## PROBLEM STATEMENT
Filter the entries for lines with the word "ornament".

++++++++

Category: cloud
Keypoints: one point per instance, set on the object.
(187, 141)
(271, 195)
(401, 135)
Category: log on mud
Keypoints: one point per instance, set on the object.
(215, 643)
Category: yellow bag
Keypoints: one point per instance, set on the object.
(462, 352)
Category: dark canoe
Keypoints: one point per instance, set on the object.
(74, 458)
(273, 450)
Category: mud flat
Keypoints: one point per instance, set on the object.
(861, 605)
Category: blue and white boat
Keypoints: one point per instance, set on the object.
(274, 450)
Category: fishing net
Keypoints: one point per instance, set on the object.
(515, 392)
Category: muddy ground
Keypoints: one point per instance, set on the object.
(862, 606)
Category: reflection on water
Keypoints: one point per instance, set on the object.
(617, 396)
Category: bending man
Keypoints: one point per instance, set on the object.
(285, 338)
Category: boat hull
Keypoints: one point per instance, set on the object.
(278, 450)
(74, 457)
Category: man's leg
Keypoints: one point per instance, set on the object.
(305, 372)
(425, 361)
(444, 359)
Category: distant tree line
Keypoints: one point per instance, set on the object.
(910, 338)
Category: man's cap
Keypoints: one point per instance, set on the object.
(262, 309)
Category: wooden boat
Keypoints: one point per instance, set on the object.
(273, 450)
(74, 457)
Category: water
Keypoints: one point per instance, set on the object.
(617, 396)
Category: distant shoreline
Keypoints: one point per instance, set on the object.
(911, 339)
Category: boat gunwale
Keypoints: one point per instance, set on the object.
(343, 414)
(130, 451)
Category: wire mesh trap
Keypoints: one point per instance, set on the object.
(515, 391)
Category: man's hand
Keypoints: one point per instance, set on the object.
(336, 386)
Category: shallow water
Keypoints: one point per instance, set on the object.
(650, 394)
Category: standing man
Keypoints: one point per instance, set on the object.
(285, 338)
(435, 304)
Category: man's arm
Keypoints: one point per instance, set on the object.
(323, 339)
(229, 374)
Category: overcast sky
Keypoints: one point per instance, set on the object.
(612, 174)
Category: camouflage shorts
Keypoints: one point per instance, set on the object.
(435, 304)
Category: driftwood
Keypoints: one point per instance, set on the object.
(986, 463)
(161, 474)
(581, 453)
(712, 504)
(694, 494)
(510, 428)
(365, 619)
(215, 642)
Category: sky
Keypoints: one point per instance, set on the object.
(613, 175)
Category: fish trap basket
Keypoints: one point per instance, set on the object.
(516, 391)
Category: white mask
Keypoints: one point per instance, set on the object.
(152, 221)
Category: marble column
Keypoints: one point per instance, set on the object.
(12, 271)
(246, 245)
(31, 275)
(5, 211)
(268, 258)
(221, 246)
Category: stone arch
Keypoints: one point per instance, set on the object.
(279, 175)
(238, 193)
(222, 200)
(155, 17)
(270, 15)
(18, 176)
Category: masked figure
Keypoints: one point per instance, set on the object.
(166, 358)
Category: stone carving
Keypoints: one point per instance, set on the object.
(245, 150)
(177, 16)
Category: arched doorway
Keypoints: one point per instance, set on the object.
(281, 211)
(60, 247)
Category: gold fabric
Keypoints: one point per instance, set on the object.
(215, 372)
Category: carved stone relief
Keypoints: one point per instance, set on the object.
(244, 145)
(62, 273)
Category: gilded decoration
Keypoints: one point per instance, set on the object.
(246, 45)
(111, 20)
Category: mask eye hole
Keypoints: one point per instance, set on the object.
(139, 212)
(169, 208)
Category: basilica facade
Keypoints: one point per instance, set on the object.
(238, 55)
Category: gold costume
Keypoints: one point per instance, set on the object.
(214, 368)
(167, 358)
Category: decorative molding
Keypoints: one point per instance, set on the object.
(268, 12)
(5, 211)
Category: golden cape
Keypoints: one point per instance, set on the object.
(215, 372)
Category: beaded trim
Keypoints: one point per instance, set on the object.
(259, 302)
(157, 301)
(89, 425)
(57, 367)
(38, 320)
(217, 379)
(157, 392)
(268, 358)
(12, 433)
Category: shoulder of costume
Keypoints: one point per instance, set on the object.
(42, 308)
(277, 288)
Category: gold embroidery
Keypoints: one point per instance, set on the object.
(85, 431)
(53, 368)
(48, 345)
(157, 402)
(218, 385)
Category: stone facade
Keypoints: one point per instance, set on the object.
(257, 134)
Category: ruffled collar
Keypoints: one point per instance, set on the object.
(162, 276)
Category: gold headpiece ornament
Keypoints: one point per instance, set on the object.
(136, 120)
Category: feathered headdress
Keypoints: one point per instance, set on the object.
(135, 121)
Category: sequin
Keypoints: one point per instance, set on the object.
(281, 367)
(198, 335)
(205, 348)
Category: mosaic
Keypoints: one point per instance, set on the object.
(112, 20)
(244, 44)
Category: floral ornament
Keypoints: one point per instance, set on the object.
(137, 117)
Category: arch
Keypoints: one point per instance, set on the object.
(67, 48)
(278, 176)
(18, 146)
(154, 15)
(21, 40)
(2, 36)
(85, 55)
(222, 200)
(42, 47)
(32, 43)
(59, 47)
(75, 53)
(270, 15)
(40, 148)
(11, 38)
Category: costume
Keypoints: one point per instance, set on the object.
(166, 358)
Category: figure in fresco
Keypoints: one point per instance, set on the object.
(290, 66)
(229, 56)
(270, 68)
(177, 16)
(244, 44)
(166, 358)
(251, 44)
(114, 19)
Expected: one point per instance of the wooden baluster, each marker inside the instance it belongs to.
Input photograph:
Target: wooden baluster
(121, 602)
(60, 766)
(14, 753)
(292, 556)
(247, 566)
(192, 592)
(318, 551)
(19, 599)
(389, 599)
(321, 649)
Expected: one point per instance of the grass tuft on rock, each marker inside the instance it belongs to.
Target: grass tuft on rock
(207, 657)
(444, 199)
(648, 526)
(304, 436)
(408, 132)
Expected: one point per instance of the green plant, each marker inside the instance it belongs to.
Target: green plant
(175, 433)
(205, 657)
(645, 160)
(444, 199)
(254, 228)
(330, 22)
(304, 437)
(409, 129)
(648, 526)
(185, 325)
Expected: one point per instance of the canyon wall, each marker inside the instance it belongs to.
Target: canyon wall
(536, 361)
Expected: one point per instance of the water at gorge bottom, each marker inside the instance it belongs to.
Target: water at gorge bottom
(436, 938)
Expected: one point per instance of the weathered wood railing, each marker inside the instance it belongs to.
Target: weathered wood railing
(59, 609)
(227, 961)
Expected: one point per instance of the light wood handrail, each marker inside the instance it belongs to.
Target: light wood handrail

++++++++

## SOLVED PROBLEM
Category: gold headpiece ornament
Category: floral ornament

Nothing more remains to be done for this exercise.